Reproduce the material between the line holding "Where can the green shamrock" and the line holding "<point>429,37</point>", inclusive, swapping "this photo" for "this image" and leaving everything else unchanged. Omit the pictures from your answer.

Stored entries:
╔══
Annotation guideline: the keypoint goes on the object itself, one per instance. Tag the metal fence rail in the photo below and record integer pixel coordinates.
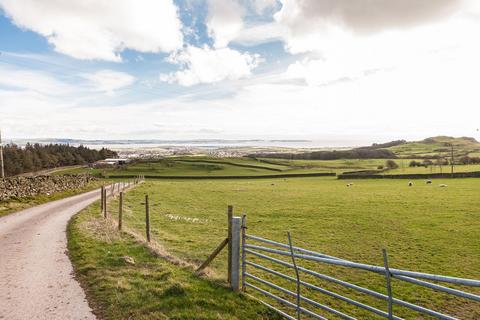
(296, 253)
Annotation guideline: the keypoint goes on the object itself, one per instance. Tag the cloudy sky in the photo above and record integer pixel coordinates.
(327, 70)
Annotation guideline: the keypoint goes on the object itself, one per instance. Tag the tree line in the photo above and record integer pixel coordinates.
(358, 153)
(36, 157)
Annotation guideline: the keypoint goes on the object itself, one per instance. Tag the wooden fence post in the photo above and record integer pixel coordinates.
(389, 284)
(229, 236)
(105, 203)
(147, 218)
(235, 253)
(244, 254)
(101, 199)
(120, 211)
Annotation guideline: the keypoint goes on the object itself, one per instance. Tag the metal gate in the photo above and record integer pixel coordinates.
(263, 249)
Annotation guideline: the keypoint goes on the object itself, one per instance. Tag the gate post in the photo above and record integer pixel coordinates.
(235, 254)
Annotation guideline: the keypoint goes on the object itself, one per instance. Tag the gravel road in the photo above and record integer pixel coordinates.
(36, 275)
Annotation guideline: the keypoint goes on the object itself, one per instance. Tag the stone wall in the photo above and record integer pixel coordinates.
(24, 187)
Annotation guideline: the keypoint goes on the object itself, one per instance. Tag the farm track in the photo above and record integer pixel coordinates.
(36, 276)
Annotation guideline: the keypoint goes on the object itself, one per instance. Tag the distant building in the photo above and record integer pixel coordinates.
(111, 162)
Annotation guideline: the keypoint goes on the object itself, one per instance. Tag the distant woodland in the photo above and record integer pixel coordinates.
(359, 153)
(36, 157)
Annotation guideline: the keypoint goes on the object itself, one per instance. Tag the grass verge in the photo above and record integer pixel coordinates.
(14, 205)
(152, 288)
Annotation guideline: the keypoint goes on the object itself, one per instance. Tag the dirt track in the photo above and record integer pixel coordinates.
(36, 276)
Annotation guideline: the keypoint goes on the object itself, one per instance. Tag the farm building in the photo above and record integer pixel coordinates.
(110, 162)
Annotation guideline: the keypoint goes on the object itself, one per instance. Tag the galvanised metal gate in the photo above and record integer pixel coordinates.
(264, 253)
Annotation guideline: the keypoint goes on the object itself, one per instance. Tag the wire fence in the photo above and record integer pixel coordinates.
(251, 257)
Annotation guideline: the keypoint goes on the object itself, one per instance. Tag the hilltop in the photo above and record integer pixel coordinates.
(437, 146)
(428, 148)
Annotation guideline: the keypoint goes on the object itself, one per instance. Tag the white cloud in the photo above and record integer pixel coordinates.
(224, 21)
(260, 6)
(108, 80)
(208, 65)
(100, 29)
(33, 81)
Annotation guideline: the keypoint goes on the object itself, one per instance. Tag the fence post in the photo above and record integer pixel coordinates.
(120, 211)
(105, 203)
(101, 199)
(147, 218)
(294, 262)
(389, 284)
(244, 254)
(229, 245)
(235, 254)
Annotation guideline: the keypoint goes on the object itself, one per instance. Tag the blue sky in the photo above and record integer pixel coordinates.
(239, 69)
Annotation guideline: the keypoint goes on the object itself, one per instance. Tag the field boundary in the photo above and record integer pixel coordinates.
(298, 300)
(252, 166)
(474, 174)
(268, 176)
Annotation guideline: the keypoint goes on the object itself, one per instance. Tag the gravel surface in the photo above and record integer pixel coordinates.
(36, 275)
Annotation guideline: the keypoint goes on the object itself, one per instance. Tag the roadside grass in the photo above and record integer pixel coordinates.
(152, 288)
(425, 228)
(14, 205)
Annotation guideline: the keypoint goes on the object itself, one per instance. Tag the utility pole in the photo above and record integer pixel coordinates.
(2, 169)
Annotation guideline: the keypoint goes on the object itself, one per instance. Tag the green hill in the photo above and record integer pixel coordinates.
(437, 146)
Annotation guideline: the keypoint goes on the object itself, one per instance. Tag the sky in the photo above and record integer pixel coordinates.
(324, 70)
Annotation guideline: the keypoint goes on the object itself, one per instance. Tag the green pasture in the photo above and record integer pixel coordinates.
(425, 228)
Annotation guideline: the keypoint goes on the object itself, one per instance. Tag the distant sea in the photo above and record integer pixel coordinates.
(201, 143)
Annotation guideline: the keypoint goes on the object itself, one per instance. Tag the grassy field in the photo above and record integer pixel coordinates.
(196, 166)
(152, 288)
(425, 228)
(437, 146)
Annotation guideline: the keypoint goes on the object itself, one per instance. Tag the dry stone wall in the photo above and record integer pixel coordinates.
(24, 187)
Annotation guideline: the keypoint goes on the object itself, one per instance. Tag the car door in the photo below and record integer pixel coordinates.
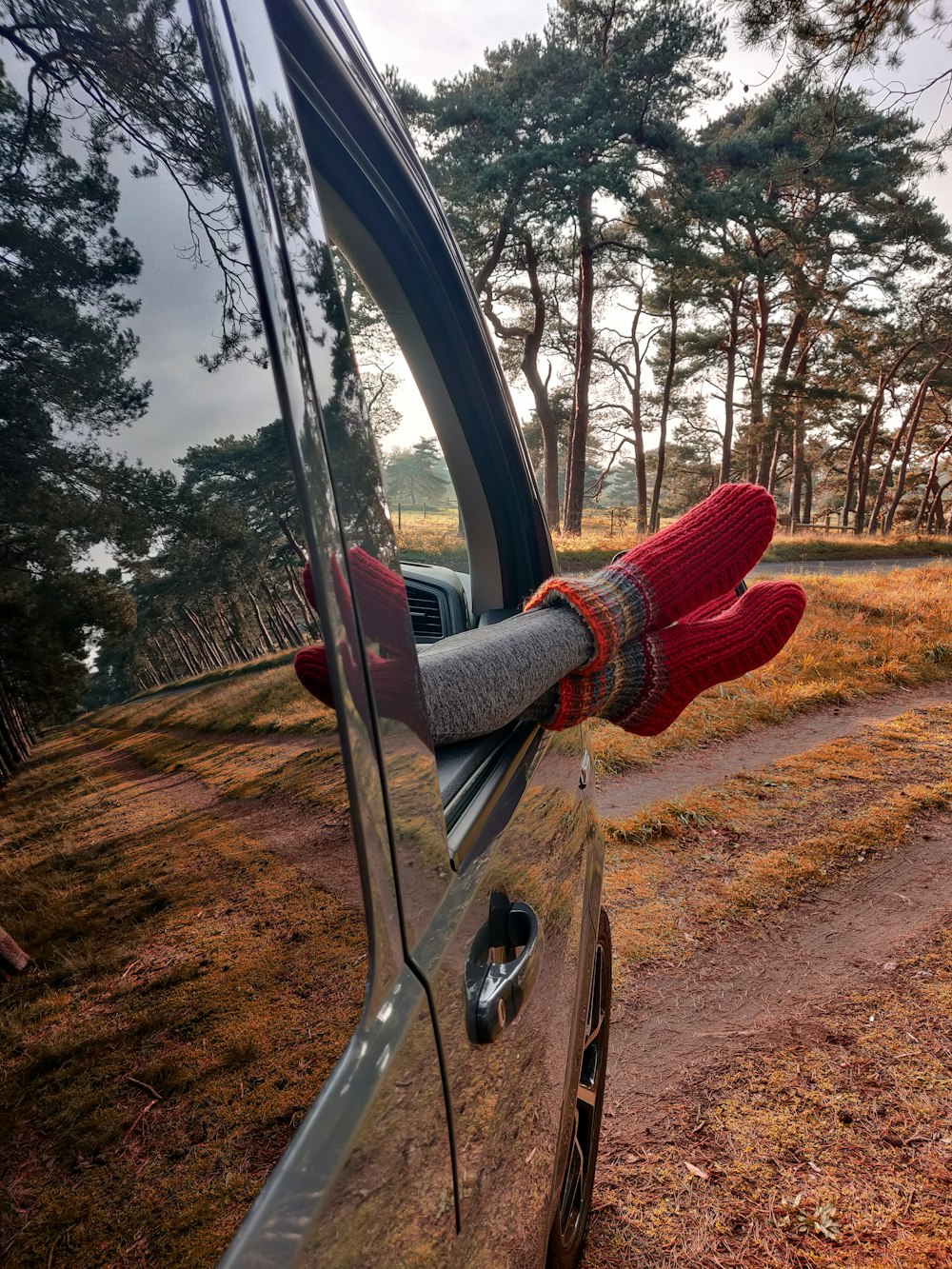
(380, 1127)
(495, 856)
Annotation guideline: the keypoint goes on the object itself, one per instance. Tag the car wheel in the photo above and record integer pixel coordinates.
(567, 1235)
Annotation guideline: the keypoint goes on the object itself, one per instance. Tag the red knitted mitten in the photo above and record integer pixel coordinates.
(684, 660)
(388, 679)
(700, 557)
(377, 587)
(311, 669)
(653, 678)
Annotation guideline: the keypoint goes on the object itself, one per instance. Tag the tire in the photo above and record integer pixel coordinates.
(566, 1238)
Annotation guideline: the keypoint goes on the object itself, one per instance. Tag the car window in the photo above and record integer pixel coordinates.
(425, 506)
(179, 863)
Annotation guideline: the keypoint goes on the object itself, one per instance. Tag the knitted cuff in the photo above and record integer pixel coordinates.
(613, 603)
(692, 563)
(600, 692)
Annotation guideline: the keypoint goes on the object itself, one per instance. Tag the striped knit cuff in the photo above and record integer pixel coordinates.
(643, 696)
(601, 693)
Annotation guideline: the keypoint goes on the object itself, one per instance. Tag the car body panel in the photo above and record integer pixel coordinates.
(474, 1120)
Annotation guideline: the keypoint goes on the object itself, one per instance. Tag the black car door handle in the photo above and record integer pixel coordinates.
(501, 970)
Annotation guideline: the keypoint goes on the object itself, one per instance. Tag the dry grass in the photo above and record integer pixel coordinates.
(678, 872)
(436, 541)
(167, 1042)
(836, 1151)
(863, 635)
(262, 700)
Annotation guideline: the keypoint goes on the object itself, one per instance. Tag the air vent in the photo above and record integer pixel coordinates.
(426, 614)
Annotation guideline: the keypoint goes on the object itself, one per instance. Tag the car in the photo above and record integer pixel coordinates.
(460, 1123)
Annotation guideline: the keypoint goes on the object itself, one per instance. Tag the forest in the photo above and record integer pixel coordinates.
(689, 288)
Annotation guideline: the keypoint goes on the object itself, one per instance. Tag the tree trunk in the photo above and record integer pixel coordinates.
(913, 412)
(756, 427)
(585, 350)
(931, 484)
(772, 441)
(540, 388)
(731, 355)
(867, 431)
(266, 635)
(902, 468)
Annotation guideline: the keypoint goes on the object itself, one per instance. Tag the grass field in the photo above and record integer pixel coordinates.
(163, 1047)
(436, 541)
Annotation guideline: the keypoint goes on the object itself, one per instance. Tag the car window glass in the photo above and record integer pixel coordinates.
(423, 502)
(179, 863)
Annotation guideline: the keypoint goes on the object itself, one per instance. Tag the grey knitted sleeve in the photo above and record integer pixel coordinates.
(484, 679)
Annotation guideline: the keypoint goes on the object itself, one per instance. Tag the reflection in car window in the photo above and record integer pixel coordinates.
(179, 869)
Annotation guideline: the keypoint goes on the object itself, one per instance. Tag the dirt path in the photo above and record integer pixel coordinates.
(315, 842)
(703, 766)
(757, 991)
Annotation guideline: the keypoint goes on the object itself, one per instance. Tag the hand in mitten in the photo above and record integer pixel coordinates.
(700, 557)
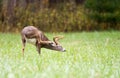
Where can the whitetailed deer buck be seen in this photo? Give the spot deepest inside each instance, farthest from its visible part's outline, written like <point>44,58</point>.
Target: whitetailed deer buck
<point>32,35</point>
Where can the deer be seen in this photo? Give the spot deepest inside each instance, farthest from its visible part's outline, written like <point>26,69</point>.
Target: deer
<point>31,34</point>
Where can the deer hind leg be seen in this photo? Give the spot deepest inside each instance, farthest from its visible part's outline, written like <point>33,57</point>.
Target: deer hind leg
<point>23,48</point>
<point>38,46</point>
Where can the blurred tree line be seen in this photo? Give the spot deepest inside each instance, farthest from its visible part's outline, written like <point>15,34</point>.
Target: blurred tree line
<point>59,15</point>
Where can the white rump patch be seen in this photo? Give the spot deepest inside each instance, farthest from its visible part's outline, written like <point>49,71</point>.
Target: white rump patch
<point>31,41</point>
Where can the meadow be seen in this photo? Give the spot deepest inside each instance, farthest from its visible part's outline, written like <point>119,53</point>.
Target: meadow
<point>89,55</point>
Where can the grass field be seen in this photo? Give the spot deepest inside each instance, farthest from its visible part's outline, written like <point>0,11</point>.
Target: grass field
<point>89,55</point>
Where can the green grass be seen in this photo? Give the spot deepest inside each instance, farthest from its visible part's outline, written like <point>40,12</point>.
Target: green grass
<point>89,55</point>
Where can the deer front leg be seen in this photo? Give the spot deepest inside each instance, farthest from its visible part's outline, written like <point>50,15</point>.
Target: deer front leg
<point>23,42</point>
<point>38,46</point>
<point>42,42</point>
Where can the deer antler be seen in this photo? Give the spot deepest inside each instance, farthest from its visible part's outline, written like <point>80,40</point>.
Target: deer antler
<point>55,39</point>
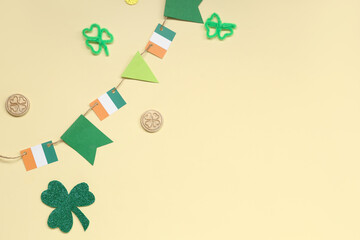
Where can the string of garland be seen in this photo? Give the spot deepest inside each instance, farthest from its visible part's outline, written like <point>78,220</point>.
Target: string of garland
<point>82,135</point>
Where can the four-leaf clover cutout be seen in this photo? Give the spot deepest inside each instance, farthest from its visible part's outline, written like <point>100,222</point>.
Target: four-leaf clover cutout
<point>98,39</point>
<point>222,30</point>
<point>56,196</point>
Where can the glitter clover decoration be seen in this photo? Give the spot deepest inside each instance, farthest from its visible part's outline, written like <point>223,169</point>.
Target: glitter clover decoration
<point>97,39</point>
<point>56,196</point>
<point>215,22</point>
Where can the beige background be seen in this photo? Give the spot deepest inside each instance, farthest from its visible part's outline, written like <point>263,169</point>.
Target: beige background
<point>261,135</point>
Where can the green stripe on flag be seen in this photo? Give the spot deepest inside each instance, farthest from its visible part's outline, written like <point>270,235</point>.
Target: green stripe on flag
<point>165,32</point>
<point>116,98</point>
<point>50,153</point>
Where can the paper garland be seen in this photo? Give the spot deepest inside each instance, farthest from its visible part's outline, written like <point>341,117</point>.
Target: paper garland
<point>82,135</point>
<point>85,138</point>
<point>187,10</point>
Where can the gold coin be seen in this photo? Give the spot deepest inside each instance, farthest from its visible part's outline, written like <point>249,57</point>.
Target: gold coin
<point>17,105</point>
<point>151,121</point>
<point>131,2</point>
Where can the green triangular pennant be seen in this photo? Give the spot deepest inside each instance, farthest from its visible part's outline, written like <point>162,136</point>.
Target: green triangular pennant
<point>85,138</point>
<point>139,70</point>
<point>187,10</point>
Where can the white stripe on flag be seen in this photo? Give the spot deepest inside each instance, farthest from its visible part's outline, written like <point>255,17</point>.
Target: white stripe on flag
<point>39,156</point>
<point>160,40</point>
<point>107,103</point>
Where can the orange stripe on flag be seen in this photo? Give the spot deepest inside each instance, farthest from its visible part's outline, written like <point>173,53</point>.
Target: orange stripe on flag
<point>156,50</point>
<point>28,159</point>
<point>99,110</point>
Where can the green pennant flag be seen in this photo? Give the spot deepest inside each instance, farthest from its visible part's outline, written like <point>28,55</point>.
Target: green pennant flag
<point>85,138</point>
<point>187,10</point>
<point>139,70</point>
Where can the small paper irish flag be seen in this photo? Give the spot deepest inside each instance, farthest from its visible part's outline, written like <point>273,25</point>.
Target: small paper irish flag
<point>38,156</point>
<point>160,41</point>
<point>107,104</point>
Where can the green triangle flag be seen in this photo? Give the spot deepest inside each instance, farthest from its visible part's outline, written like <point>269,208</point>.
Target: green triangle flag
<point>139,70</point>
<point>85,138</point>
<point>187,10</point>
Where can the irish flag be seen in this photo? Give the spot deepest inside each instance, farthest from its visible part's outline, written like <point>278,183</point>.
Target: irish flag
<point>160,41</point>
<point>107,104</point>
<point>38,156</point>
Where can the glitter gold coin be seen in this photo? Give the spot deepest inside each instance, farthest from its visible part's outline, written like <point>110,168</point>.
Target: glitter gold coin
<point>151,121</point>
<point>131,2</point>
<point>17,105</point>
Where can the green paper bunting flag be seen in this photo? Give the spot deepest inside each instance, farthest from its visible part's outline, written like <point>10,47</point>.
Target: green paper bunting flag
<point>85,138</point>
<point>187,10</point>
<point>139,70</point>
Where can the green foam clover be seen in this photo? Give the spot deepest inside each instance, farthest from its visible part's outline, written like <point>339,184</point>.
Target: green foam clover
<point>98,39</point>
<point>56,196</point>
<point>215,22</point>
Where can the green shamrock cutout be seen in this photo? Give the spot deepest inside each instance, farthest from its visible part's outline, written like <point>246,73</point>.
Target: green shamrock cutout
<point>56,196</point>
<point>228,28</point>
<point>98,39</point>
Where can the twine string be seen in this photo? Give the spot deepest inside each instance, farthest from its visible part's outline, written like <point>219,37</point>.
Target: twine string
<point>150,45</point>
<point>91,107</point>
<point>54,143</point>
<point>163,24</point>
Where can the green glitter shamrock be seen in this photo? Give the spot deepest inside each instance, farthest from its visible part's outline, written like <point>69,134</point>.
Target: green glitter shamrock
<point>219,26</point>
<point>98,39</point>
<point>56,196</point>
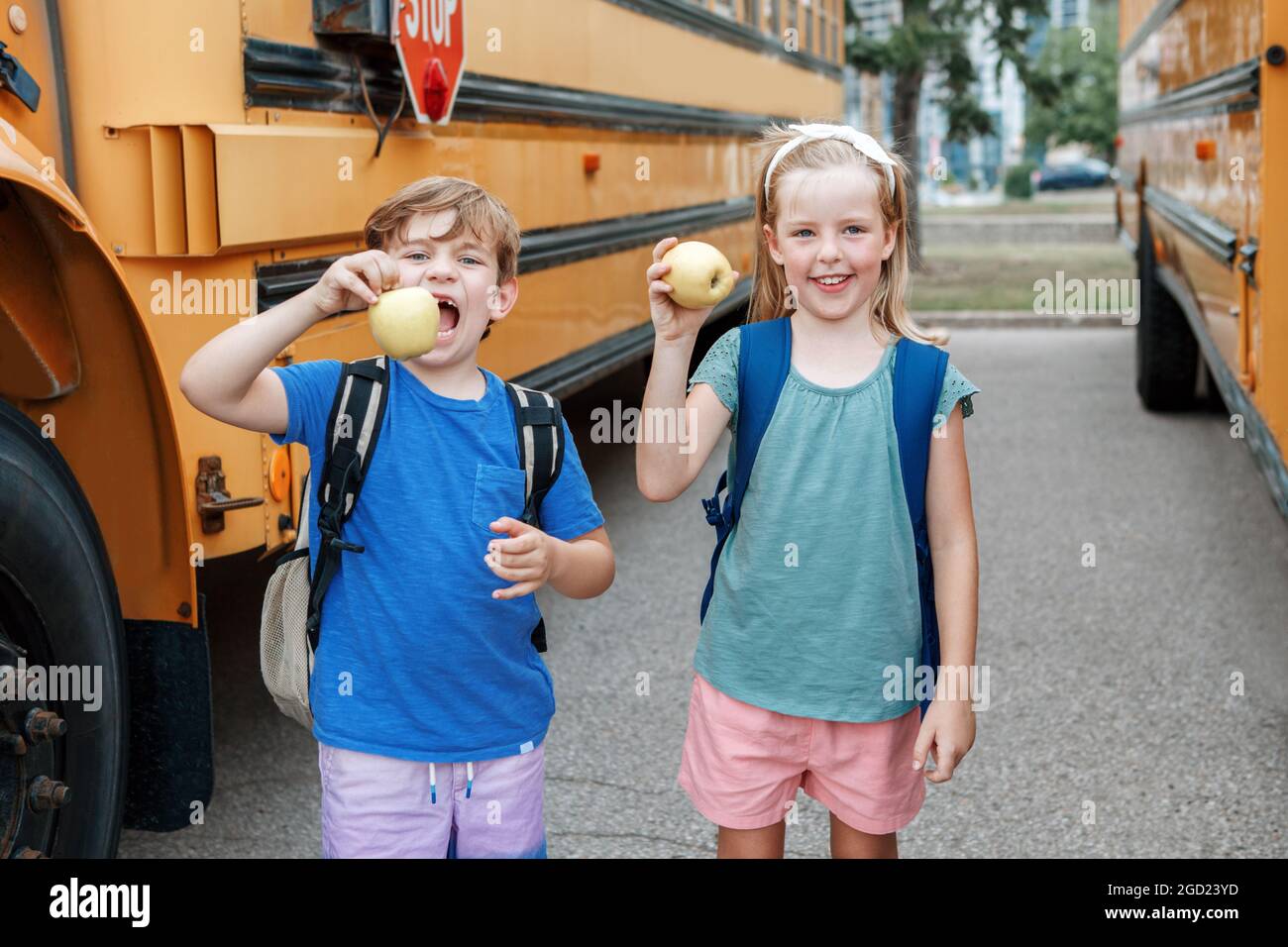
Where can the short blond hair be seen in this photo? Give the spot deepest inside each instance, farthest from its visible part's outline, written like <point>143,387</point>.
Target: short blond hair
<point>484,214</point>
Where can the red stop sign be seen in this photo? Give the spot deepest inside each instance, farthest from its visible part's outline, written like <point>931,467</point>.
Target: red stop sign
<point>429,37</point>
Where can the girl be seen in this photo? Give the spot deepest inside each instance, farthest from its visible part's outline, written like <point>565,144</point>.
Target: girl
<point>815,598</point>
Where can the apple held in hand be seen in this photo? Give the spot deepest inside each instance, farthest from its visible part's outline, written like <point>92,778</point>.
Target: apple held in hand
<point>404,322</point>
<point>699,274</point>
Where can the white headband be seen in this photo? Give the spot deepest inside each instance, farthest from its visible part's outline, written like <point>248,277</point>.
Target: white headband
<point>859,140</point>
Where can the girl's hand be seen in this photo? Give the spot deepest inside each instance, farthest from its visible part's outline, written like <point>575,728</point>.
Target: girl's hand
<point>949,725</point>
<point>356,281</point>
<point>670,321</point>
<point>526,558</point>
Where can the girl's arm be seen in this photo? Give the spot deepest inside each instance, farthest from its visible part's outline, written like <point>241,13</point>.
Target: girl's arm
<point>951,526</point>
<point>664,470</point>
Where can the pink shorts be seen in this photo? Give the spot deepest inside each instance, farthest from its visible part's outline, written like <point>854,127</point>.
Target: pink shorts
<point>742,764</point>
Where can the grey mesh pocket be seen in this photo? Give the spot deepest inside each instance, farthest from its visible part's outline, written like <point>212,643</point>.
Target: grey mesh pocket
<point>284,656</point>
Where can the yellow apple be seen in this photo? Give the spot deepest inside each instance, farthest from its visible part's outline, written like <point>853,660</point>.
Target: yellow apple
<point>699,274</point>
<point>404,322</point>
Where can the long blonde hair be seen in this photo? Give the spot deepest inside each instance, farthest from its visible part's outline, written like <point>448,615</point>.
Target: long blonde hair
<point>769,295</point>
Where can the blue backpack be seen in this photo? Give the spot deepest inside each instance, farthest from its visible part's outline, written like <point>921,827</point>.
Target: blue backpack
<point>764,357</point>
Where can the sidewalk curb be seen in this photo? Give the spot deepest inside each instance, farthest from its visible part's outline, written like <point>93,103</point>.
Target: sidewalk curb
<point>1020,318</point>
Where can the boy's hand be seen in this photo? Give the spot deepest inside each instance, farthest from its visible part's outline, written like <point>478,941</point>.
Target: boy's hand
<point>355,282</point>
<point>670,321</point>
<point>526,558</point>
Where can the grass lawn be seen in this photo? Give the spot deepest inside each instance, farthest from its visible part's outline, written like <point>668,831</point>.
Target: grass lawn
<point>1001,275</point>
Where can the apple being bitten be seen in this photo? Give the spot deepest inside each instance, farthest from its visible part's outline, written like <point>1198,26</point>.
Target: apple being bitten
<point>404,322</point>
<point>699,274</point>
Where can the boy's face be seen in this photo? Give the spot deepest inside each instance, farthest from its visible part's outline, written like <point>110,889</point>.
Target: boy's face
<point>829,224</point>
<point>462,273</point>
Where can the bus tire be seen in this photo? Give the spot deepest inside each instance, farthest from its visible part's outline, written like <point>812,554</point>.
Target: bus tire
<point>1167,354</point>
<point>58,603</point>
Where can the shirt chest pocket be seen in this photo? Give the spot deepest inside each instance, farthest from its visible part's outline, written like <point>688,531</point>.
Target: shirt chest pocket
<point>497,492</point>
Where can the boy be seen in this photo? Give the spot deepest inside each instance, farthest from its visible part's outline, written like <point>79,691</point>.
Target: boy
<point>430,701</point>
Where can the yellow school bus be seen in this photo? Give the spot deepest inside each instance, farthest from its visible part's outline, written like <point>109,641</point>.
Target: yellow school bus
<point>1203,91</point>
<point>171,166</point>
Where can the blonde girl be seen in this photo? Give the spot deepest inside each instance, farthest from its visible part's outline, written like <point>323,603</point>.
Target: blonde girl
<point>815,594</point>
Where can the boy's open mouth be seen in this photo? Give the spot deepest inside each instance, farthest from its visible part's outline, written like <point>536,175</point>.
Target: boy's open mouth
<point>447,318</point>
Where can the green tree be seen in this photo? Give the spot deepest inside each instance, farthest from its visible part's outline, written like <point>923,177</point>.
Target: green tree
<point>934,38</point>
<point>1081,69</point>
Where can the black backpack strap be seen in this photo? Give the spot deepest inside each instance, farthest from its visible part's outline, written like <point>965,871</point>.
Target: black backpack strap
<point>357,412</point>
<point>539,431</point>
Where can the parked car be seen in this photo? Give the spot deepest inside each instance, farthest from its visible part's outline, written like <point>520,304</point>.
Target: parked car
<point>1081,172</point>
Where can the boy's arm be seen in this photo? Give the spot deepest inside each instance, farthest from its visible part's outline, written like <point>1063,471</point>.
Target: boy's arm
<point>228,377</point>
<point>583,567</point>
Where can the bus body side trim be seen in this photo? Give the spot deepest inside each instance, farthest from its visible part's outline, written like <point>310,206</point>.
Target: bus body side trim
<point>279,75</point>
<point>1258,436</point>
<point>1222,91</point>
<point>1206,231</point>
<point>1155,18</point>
╚══
→ RESULT:
Where can the green shamrock cutout be seen in this image? Give the spot deepest inside each instance, farthest from its visible part's outline, written like <point>246,73</point>.
Target: green shamrock cutout
<point>56,196</point>
<point>228,28</point>
<point>98,39</point>
Where can the twine string be seen in this image? Give the spot deepest inside each instance, farthest from its visible part's outline, written like <point>219,37</point>.
Target: twine string
<point>150,45</point>
<point>91,107</point>
<point>54,143</point>
<point>163,24</point>
Where can the green glitter shamrock be seen in this image? Give the spot deepest inside each instance, farthest from its visible part's outline, written like <point>69,134</point>.
Target: green glitter shamrock
<point>219,26</point>
<point>98,39</point>
<point>56,196</point>
Where can the short blond hair be seen in this image? Give the spot deepest inside each instance, farthest from its visible part's outline, written like <point>143,387</point>.
Target: short blond hair
<point>484,214</point>
Where can the red stop sign be seen in this image? Give the spot deepest inside each instance, farthest from its visible part's outline, written like <point>931,467</point>.
Target: red stop sign
<point>429,37</point>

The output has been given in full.